▶ **TASK**
Answer these from the thread on fitting a microwave in a motorhome:
1. What make of vehicle is MalanCris about to pick up, and when?
2. Where is the microwave fitted in lifestyle's motorhome?
3. According to Telbell's last post, why couldn't they get rid of a removed oven?

▶ **EXCERPT TO READ**
# Fitting Microwave in Motorhome



## MalanCris

We will be picking up our new Rapido in two weeks time (whoooooopee!)
and are thinking of installing a microwave. Has anyone done this and if so, how did it work out i.e. where did you put it?


----------



## Telbell

WE've had microwaves put in all our caravans and Motorhomes for about the last 15 years. Quite simply we get the Dealer to replace the oven with a cheapy microwave (plus another 230v socket) as part of the deal. Like you we have a french-based vehicle so that shoujldn't be a problem.

If you want to kepp your oven then by definition you'll use up storeage space if you need to have the microwave fitted.

(One dealer fitted a microwave which was all singing & dancing and was better than the one in kitchen at home so we bought a thirty quid one from Argos and swopped them over :lol: )


----------



## maddie

I would imagine the dealer would jump at the chance to swap a £200 oven for a £30 microwave :lol: If going down this route make sure he gives you the removed oven :lol: 
terry


----------



## lifestyle

In our mh, it is fitted in the cupboard above the cooker,and our new one is the same ( when we get it ) but if you have a garage just buy a cheapy from Tesco`s .
They do look nice built in


Les


----------



## Telbell

> I would imagine the dealer would jump at the chance to swap a £200 oven for a £30 microwave Laughing If going down this route make sure he gives you the removed oven Laughing
> terry
> 
> See the point you're making terry & we did that once but couldn't get rid of it. As most mhomes come with an oven there wasn't a market for it.

▶ **RECORDS SUPPLIED**
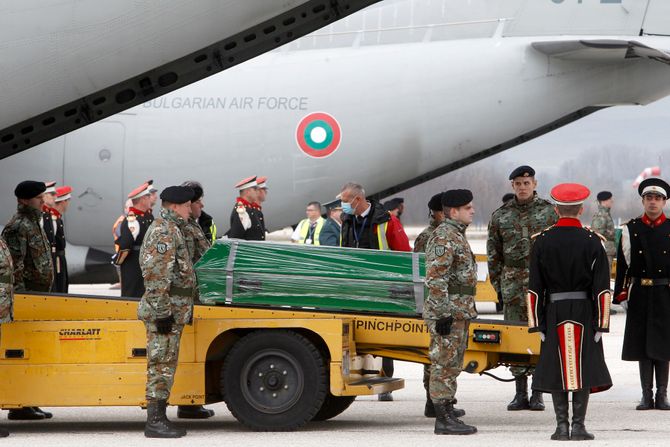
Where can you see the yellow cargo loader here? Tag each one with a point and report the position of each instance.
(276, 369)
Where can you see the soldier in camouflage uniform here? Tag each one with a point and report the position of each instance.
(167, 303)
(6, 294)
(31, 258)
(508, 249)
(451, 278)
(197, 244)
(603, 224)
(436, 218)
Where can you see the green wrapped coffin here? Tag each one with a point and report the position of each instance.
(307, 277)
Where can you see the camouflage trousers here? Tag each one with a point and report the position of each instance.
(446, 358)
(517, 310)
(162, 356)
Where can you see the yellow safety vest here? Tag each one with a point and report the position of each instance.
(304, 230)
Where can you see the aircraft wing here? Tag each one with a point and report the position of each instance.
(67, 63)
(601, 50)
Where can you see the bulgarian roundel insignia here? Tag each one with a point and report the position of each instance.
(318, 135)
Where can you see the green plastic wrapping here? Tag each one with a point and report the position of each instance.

▶ **WRITTEN RESPONSE**
1. A Rapido, in two weeks' time.
2. In the cupboard above the cooker.
3. Most motorhomes come with an oven, so there wasn't a market for it.